## [TAREFAS A REALIZAR]
1. Enumera todas as alcunhas que aparecem entre aspas no texto sobre o jogo de futebol, sem repetir nenhuma.
2. No texto sobre o jogo de futebol, quem marcou o primeiro golo da tropa?

## [TEXTO DE LEITURA]
════════

A tropa jogava bem, trocavam a bola com facilidade e apareceu o primeiro golo, marcado pelo Zé Carlos, o “manhoso”.
Todos de pé a gritar, 1728 somos os melhores, só mais um gritavam.
Marcaram o segundo golo, desta vez foi o 108 o “Artolas”.
De novo a gritaria e a festa.

Penalti contra a tropa, e foi o dois a um.
Os primeiros assobios surgiram, algumas bocas para o árbitro também, gatuno, vai pró mato malandro.
O jogo endureceu, sucediam-se as faltas, quase sempre contra a tropa, os ânimos aqueciam e o Becas começava a ficar preocupado.
Novo penalti contra a tropa, desta vez sem qualquer dúvida, o “Artolas” fez falta, jogou a bola com a mão, dentro da grande área.
Silêncio, o Vítor “Porco” entre os postes olhava para os pés do mineiro, tentando adivinhar para que lado iria a bola.
Grande defesa do “Porco”.
Nova explosão de alegria.
E aí, ninguém se lembrou mais das advertências do Becas.

════════

## [DADOS FORNECIDOS]
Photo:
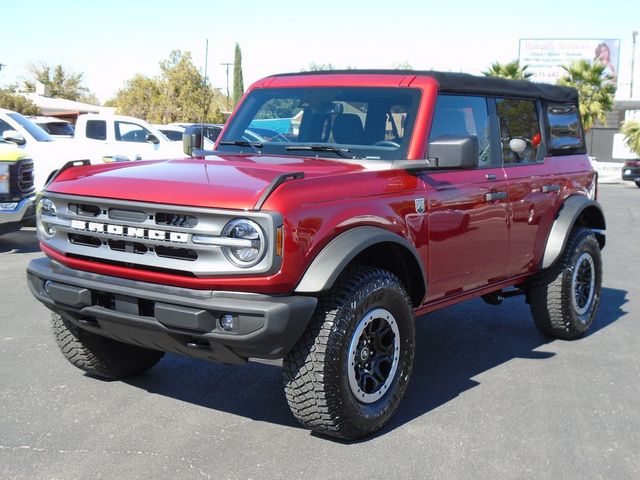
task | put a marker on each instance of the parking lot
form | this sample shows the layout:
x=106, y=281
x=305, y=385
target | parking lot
x=489, y=398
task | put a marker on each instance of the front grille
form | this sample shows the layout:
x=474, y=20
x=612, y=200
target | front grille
x=155, y=237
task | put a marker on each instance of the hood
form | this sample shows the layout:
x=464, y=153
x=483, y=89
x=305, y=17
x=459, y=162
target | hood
x=229, y=181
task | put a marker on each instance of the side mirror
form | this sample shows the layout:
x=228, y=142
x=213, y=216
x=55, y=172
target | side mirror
x=152, y=138
x=13, y=137
x=192, y=139
x=454, y=152
x=517, y=145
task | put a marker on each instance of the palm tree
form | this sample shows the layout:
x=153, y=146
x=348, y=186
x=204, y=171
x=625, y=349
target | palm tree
x=596, y=90
x=511, y=70
x=631, y=131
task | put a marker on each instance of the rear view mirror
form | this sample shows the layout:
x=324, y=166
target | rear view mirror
x=192, y=139
x=152, y=138
x=454, y=152
x=14, y=137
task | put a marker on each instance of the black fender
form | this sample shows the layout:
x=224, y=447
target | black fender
x=339, y=252
x=579, y=210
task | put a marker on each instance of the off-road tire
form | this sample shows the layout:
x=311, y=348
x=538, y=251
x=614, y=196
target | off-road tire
x=101, y=356
x=316, y=376
x=551, y=293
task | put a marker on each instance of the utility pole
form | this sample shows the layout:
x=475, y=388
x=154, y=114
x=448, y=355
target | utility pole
x=227, y=64
x=634, y=34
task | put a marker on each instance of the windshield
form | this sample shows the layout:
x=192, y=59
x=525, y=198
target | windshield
x=33, y=130
x=345, y=122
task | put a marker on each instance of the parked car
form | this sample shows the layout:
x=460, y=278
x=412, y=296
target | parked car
x=172, y=132
x=398, y=193
x=122, y=137
x=631, y=171
x=47, y=155
x=55, y=127
x=17, y=192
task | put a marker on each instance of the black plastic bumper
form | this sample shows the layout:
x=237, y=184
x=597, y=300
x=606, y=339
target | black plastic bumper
x=173, y=319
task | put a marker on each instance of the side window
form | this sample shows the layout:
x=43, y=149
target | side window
x=97, y=129
x=519, y=130
x=4, y=126
x=462, y=116
x=565, y=130
x=130, y=132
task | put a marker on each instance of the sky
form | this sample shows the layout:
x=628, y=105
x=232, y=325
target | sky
x=110, y=41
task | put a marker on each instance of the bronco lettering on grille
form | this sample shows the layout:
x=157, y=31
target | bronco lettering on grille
x=132, y=232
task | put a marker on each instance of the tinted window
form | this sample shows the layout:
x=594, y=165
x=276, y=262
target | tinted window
x=130, y=132
x=565, y=131
x=97, y=129
x=519, y=130
x=34, y=130
x=462, y=116
x=359, y=122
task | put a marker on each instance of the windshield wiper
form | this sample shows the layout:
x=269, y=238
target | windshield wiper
x=243, y=143
x=342, y=152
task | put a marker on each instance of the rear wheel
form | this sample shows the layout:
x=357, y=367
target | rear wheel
x=347, y=374
x=101, y=356
x=564, y=298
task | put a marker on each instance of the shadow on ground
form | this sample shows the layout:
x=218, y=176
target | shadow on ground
x=454, y=346
x=22, y=241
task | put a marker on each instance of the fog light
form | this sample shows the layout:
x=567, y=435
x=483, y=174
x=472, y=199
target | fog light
x=227, y=322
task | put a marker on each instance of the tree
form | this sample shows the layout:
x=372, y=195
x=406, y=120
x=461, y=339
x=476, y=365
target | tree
x=62, y=83
x=16, y=102
x=511, y=70
x=631, y=131
x=596, y=90
x=178, y=94
x=238, y=84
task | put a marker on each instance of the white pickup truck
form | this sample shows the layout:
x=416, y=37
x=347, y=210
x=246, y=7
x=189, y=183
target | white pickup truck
x=121, y=138
x=48, y=155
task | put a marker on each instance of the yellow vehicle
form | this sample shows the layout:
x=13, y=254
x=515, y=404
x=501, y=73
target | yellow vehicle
x=17, y=192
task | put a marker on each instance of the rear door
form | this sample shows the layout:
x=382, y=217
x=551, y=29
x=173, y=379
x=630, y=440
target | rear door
x=467, y=208
x=534, y=187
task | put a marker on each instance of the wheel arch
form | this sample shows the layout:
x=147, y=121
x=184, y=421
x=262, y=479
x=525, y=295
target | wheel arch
x=370, y=246
x=576, y=210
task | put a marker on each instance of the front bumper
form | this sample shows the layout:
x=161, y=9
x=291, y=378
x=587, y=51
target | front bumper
x=631, y=174
x=12, y=219
x=173, y=319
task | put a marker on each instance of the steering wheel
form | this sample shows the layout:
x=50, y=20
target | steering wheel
x=386, y=143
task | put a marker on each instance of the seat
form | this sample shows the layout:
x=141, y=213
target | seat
x=348, y=129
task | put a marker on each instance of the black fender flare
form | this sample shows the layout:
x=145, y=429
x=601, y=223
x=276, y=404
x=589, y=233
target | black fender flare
x=339, y=252
x=572, y=209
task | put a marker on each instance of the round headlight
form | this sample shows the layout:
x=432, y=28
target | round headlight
x=45, y=208
x=251, y=242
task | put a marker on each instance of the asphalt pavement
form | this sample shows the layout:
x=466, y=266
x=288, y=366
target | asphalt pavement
x=490, y=397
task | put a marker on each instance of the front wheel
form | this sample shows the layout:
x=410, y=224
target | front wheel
x=564, y=298
x=348, y=372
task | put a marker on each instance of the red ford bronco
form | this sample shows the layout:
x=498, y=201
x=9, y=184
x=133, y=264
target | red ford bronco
x=337, y=207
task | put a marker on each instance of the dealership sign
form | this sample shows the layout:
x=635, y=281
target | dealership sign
x=544, y=56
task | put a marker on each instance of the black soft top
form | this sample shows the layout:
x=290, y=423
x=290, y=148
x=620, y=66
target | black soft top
x=464, y=83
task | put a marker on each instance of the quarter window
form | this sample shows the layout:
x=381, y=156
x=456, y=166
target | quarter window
x=462, y=116
x=130, y=132
x=519, y=130
x=565, y=131
x=97, y=129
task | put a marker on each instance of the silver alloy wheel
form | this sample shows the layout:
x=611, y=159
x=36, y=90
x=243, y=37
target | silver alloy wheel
x=374, y=354
x=583, y=282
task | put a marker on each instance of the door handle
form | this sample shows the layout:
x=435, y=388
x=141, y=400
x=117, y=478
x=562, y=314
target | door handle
x=490, y=197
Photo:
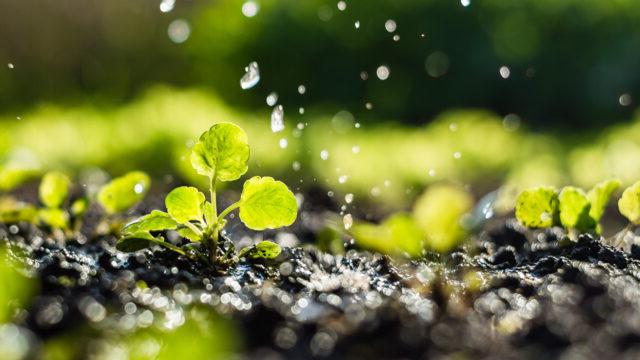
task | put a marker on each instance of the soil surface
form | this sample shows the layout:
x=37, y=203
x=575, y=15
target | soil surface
x=509, y=293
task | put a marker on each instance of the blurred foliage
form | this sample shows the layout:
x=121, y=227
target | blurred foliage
x=569, y=60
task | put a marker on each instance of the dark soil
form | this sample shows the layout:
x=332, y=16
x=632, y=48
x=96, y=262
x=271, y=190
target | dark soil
x=510, y=293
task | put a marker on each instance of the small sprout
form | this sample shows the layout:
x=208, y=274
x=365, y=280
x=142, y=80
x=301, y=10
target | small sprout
x=574, y=207
x=54, y=189
x=262, y=250
x=267, y=204
x=124, y=192
x=220, y=154
x=538, y=207
x=439, y=213
x=629, y=203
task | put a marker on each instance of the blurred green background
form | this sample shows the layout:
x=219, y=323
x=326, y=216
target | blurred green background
x=485, y=93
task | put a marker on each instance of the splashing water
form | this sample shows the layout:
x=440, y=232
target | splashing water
x=272, y=98
x=251, y=76
x=277, y=119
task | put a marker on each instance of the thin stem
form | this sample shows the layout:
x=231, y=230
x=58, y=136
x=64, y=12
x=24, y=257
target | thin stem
x=226, y=211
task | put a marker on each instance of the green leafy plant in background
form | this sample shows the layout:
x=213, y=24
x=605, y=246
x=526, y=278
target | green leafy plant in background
x=572, y=208
x=436, y=224
x=221, y=154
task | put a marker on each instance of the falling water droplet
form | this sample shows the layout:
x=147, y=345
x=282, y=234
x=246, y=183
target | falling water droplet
x=272, y=98
x=277, y=119
x=251, y=76
x=250, y=8
x=348, y=198
x=390, y=25
x=347, y=221
x=167, y=5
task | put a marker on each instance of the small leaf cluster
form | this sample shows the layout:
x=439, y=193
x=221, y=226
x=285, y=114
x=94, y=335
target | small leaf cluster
x=572, y=208
x=435, y=224
x=221, y=154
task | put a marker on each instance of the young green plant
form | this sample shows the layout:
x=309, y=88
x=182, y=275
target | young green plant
x=573, y=208
x=221, y=154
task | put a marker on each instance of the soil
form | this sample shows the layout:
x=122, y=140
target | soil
x=509, y=293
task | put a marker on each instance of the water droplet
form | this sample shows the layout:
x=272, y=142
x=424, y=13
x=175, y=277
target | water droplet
x=272, y=98
x=277, y=119
x=505, y=72
x=511, y=122
x=251, y=76
x=390, y=25
x=348, y=198
x=382, y=72
x=179, y=31
x=167, y=5
x=625, y=99
x=250, y=8
x=347, y=220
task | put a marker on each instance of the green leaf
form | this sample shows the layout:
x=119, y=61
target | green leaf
x=267, y=204
x=137, y=241
x=221, y=152
x=629, y=203
x=184, y=204
x=439, y=211
x=537, y=207
x=396, y=235
x=123, y=192
x=54, y=217
x=262, y=250
x=54, y=189
x=156, y=221
x=185, y=232
x=574, y=207
x=599, y=197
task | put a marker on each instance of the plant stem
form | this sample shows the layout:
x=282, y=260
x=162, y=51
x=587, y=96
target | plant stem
x=226, y=211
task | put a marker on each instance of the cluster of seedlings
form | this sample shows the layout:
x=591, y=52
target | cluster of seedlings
x=222, y=155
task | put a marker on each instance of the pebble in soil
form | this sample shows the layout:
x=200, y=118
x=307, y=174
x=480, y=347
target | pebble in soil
x=511, y=293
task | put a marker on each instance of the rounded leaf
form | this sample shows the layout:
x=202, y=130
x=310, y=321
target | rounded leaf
x=599, y=197
x=221, y=152
x=267, y=204
x=574, y=209
x=54, y=189
x=262, y=250
x=156, y=221
x=184, y=204
x=123, y=192
x=629, y=203
x=537, y=207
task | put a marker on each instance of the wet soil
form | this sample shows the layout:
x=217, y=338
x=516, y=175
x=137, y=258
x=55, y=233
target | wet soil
x=509, y=293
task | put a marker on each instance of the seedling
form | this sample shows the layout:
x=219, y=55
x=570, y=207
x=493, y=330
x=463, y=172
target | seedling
x=221, y=154
x=572, y=208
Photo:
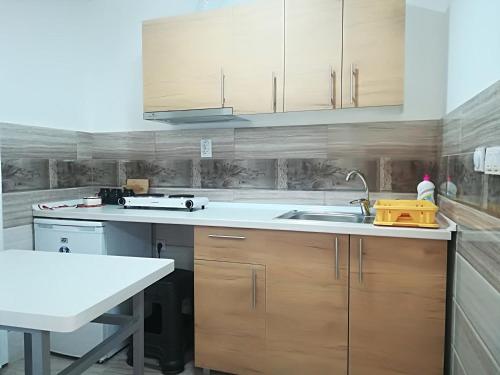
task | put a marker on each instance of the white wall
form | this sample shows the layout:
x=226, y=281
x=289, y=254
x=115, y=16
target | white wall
x=474, y=49
x=77, y=65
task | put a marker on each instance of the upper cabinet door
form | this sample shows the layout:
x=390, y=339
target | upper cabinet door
x=373, y=61
x=313, y=54
x=182, y=61
x=253, y=70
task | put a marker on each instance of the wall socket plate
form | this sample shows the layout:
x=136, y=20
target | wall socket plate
x=206, y=148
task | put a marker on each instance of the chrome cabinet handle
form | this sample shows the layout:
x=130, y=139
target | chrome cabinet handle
x=222, y=88
x=333, y=78
x=226, y=237
x=275, y=93
x=353, y=93
x=337, y=258
x=254, y=289
x=360, y=264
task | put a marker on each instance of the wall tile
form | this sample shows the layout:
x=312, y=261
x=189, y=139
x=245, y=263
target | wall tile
x=162, y=173
x=493, y=195
x=17, y=205
x=25, y=174
x=185, y=144
x=468, y=182
x=281, y=142
x=469, y=348
x=84, y=145
x=104, y=172
x=31, y=142
x=231, y=174
x=407, y=174
x=412, y=140
x=480, y=302
x=74, y=173
x=320, y=174
x=478, y=238
x=480, y=124
x=124, y=145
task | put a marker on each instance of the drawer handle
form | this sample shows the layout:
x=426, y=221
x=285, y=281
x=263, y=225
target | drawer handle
x=254, y=289
x=227, y=237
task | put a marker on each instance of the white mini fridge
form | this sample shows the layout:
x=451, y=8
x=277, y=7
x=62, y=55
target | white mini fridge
x=90, y=237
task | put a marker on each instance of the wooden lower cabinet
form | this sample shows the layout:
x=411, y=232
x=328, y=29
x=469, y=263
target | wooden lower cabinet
x=397, y=306
x=230, y=316
x=285, y=303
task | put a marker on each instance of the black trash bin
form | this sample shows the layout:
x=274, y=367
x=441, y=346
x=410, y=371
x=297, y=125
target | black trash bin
x=168, y=330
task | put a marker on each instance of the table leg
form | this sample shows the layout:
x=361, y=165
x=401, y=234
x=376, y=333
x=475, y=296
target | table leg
x=138, y=336
x=37, y=353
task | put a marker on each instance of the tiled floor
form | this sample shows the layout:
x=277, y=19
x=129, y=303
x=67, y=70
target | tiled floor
x=114, y=366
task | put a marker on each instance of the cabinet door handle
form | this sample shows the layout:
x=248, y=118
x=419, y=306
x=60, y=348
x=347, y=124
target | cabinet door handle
x=222, y=88
x=360, y=261
x=333, y=79
x=353, y=82
x=227, y=237
x=275, y=93
x=254, y=289
x=337, y=258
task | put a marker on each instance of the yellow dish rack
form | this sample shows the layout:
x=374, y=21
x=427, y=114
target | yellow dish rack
x=406, y=213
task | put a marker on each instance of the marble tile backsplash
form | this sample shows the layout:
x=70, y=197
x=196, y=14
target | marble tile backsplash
x=296, y=158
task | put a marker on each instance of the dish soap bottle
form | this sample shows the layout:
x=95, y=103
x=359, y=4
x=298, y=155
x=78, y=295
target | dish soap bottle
x=425, y=189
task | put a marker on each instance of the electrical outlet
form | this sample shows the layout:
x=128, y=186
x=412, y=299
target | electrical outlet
x=206, y=148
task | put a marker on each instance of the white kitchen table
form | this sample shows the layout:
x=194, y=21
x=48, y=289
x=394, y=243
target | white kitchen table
x=43, y=292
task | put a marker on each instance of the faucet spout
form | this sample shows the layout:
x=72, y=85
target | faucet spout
x=363, y=202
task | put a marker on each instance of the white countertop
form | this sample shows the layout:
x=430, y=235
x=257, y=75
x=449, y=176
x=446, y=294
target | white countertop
x=62, y=292
x=246, y=215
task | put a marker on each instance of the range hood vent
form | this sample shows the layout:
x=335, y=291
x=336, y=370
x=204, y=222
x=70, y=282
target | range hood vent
x=192, y=116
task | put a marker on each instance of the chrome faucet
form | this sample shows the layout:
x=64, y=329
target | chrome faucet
x=364, y=203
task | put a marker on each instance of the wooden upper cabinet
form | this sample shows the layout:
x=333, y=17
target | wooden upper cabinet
x=313, y=54
x=373, y=53
x=230, y=321
x=182, y=61
x=397, y=306
x=253, y=69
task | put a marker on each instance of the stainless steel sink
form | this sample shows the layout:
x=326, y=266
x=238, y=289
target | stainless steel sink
x=337, y=217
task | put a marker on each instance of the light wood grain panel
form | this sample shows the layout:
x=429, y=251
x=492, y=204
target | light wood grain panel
x=313, y=51
x=229, y=330
x=306, y=304
x=470, y=349
x=480, y=302
x=182, y=60
x=374, y=44
x=255, y=54
x=397, y=311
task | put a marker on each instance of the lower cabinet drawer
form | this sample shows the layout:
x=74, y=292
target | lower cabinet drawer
x=230, y=244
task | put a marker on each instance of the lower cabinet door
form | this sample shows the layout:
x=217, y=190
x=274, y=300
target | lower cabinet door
x=230, y=316
x=307, y=302
x=397, y=306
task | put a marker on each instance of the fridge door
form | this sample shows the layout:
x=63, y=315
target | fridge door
x=69, y=238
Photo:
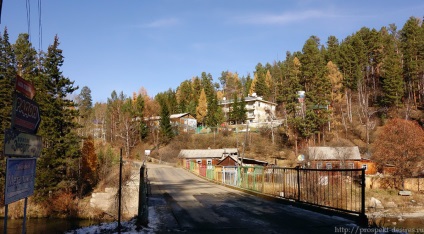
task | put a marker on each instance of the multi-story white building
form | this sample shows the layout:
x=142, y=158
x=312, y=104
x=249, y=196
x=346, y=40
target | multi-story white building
x=259, y=111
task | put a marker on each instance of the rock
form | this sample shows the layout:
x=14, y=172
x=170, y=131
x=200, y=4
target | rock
x=375, y=203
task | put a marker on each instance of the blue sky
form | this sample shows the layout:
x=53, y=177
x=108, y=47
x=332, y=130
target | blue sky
x=125, y=45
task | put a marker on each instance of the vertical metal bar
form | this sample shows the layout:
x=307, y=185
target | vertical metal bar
x=363, y=192
x=141, y=195
x=6, y=209
x=298, y=184
x=120, y=192
x=24, y=221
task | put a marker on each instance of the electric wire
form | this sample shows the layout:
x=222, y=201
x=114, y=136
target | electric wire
x=28, y=9
x=40, y=28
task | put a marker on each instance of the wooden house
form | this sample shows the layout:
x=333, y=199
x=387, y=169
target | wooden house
x=205, y=156
x=334, y=158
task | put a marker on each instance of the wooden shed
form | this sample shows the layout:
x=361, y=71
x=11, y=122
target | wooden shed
x=334, y=157
x=205, y=156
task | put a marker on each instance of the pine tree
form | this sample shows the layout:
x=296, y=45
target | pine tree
x=88, y=166
x=412, y=45
x=7, y=78
x=26, y=57
x=392, y=80
x=57, y=168
x=165, y=124
x=201, y=109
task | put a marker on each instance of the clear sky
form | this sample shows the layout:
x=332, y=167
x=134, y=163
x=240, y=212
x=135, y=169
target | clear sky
x=128, y=44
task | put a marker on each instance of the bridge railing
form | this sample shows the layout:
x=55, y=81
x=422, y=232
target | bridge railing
x=338, y=189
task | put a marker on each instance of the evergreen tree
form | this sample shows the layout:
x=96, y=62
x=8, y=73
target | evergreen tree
x=234, y=112
x=412, y=45
x=7, y=78
x=57, y=168
x=85, y=103
x=392, y=80
x=184, y=97
x=165, y=124
x=26, y=57
x=214, y=115
x=89, y=166
x=202, y=108
x=260, y=82
x=241, y=111
x=139, y=113
x=332, y=52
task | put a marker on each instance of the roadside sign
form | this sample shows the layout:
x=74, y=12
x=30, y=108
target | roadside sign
x=20, y=177
x=25, y=114
x=24, y=87
x=19, y=144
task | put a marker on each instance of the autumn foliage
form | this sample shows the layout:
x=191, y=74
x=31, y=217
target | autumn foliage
x=88, y=165
x=401, y=144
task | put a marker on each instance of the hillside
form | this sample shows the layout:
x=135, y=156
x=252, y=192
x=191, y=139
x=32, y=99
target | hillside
x=258, y=143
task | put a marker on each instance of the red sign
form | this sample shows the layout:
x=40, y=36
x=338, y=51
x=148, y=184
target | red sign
x=24, y=87
x=25, y=114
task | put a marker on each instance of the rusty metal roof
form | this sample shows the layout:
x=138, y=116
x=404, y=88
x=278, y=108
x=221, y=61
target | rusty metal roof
x=206, y=153
x=334, y=153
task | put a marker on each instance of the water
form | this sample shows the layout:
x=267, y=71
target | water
x=37, y=226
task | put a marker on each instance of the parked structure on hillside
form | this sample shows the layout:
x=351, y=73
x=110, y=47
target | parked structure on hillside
x=208, y=157
x=259, y=111
x=216, y=157
x=181, y=123
x=334, y=158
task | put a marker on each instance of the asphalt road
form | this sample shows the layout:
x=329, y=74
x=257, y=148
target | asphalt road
x=183, y=202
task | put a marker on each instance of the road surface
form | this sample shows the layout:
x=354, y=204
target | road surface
x=183, y=202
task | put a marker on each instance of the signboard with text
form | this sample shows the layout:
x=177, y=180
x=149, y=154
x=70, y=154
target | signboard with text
x=20, y=177
x=19, y=144
x=25, y=114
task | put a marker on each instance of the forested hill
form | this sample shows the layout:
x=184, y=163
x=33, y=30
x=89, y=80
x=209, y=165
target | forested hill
x=352, y=86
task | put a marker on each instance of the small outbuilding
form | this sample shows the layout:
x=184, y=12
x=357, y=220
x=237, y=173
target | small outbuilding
x=334, y=157
x=207, y=157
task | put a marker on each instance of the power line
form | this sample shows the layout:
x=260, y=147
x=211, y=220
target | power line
x=40, y=28
x=28, y=9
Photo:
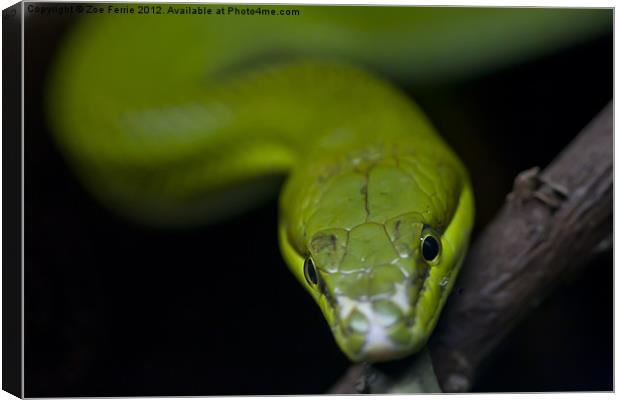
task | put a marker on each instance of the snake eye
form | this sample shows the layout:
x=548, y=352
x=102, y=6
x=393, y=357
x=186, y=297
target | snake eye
x=310, y=272
x=430, y=247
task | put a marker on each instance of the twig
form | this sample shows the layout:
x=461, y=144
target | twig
x=552, y=224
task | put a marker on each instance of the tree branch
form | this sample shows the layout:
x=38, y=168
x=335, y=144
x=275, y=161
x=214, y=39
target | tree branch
x=551, y=226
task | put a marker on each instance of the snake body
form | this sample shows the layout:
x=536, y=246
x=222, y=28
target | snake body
x=176, y=120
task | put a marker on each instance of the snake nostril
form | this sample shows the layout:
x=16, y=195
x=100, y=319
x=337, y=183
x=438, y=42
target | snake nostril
x=386, y=312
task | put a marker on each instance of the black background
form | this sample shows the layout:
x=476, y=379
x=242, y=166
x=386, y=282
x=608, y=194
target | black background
x=114, y=309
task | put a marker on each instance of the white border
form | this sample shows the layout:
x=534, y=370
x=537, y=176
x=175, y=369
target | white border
x=513, y=3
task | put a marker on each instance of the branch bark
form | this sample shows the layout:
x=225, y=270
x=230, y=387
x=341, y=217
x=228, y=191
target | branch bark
x=551, y=226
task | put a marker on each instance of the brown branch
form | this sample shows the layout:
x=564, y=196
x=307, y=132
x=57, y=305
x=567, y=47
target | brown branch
x=553, y=223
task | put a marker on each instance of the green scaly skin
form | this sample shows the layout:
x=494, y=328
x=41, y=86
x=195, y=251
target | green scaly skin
x=176, y=120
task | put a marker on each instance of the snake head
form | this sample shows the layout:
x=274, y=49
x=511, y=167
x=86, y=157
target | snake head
x=369, y=282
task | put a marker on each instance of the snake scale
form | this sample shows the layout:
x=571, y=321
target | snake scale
x=174, y=120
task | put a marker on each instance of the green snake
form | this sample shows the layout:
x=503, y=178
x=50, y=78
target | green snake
x=176, y=119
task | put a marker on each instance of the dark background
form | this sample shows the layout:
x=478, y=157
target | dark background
x=114, y=309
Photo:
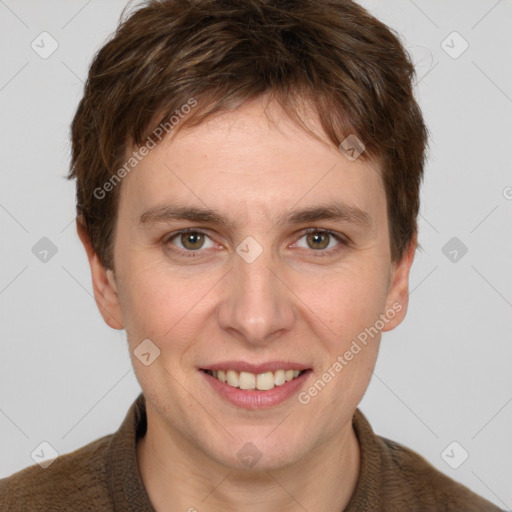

════════

## [LISTA DE RESPOSTAS]
1. “manhoso”, “Artolas”, “Porco”

2. O Zé Carlos, o “manhoso”.